● Trecho fornecido:

☆ ☆ ☆ ☆ ☆

Nikolaus Harnoncourt fundou o Concentus Musicus de Viena em 1953, uma orquestra de câmara dedicada à música do barroco.
Ficou conhecido como um dos mais importantes estudiosos e intérpretes da música antiga, misto de regente e musicólogo, ou pesquisador-artista, debruçado sobre minúcias de partituras e tratados, para reinventar modo mais "autêntico" de se escutar essa música.
Suas gravações das cantatas de Bach, assim como, mais tarde, das sinfonias de Mozart e Haydn, são um modelo de rigor e vigor, liberando as composições do século 18 de formas de interpretação que são as do século seguinte, mas que, até pouco tempo, eram tidas como o modo "natural" de executar a música de todos os períodos.
O princípio básico de encontrar a técnica instrumental adequada e de reimaginar o fraseado e o ritmo de acordo com as convenções de cada época pode ser aplicado não só ao barroco, mas também à música do romantismo e do início do século 20, que já vai tão longe.
Harnoncourt é hoje o regente elogiado das sinfonias de Beethoven, Schumann e Schubert, segundo padrões da nova musicologia.
Apresenta agora sua versão da obra sinfônica de Johannes Brahms (1833-97): quatro sinfonias, as "Variações sobre um Tema de Haydn", a "Abertura Festival Acadêmico" e a "Abertura Trágica", sempre com a Orquestra Filarmônica de Berlim. Outro CD registra sua interpretação do "Concerto para Violino", com o solista Gidon Kremer, e o "Concerto Duplo, para Violino, Violoncelo e Orquestra", com Kremer, Clemens Hagen e a Orquestra do Concertgebouw, de Amsterdã.
Dizer que as gravações são "interessantes" -mais do que empolgantes, ou comovedoras- pode soar como um clichê conservador, mas talvez não haja outra palavra mais precisa para a combinação de respeito, curiosidade e um certo desapontamento provocado pelo Brahms de Harnoncourt.
A coleção abre com uma interpretação linda das "Variações", traduzidas para o domínio da música de câmara, mas sem perder a compostura de grande orquestra.

☆ ☆ ☆ ☆ ☆

Registros salvos:
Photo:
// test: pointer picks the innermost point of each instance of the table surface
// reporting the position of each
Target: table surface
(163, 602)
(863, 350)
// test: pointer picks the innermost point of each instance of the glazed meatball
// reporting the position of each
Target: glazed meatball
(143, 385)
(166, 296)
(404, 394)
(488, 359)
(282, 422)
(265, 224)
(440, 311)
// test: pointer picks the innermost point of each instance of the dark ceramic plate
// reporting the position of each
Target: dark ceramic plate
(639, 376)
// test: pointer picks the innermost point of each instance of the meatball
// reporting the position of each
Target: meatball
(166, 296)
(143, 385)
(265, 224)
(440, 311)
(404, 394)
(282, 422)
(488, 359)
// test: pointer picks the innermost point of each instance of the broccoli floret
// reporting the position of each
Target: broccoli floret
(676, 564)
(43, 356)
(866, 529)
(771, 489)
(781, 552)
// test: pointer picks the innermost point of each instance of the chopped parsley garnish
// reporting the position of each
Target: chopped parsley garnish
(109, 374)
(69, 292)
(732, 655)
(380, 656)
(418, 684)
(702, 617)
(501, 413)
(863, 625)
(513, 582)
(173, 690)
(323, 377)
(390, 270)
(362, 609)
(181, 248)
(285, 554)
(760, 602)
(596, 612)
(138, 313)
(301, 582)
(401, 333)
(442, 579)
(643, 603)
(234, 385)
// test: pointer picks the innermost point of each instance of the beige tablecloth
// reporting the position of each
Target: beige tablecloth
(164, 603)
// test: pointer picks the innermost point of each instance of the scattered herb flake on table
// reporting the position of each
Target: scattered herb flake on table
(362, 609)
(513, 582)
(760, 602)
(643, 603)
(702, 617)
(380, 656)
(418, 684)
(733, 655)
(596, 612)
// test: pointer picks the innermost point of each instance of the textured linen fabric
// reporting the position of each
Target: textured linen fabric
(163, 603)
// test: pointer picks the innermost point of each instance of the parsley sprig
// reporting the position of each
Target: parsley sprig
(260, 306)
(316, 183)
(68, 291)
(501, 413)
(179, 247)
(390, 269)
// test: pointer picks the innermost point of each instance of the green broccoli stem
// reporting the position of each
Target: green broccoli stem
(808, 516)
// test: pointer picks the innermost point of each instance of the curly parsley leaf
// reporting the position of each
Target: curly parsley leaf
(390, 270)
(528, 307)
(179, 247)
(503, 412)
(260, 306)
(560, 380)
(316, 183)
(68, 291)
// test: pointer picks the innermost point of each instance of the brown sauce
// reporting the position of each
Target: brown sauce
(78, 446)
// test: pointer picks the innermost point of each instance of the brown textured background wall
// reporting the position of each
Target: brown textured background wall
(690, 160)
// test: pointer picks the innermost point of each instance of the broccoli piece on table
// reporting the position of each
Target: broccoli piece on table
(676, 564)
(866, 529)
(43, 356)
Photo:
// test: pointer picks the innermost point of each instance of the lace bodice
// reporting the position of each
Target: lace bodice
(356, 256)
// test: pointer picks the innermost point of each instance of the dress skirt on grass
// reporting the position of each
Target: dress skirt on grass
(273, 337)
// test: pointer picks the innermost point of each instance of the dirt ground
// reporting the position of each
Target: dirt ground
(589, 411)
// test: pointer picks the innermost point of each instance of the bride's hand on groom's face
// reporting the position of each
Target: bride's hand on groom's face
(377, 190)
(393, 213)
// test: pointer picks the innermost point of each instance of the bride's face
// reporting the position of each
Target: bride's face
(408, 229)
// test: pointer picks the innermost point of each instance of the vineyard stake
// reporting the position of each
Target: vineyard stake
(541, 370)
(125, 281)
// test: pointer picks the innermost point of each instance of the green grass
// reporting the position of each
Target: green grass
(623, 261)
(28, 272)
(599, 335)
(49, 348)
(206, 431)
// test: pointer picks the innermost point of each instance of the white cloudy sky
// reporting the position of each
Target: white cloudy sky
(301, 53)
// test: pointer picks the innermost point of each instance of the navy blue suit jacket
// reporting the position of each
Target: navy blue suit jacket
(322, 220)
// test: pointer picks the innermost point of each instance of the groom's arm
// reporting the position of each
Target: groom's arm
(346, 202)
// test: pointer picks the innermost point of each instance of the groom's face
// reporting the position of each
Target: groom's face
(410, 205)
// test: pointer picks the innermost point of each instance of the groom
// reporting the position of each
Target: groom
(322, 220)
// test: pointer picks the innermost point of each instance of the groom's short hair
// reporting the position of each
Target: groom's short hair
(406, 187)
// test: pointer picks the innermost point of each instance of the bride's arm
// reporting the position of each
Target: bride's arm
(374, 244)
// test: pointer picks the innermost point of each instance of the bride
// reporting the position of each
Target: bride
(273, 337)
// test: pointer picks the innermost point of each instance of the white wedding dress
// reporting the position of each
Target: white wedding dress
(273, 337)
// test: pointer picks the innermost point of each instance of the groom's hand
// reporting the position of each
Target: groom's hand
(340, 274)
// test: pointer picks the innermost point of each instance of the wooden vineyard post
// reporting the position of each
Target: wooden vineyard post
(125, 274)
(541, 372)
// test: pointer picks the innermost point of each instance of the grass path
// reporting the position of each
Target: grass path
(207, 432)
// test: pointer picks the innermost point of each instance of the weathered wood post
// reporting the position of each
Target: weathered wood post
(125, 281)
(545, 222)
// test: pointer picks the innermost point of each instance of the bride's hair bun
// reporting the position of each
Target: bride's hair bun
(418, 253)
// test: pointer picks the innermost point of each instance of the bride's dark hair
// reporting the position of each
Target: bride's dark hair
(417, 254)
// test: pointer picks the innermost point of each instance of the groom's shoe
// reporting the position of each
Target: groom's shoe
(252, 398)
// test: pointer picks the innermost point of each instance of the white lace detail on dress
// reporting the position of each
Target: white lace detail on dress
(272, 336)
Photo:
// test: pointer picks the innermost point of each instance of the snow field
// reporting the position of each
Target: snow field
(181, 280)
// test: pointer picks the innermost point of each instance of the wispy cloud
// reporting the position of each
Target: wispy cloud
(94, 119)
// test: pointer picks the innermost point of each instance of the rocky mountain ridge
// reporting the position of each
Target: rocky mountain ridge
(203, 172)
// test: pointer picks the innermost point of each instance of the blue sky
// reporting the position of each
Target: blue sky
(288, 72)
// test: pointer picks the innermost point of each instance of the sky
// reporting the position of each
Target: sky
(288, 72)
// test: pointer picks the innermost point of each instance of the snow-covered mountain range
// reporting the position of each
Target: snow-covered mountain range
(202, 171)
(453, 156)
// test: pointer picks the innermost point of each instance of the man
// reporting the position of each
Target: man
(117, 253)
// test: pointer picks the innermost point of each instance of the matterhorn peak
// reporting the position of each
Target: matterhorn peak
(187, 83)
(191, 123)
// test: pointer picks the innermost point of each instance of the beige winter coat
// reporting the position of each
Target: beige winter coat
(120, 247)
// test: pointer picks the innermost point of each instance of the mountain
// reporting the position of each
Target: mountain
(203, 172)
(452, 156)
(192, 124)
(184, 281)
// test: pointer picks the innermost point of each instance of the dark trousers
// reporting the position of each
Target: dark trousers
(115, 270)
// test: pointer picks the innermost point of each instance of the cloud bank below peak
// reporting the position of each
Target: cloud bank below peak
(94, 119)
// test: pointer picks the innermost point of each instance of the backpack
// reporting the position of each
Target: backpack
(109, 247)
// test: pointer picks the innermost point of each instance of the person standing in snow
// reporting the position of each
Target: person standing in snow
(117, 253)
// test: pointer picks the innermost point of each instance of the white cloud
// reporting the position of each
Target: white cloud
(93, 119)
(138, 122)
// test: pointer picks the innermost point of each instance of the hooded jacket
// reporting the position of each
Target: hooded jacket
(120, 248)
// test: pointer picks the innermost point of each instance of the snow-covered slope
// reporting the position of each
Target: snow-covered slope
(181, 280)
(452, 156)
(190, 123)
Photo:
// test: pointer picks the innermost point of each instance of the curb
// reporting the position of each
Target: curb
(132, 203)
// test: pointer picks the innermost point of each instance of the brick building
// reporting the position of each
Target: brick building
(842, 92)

☆ ☆ ☆ ☆ ☆

● Enunciado: Reproduza sem alterações a parte do texto sobre Harnoncourt que começa nas palavras "Nikolaus Harnoncourt fundou" e termina depois de "escutar essa música.".

● Resposta do exercício:
Nikolaus Harnoncourt fundou o Concentus Musicus de Viena em 1953, uma orquestra de câmara dedicada à música do barroco.
Ficou conhecido como um dos mais importantes estudiosos e intérpretes da música antiga, misto de regente e musicólogo, ou pesquisador-artista, debruçado sobre minúcias de partituras e tratados, para reinventar modo mais "autêntico" de se escutar essa música.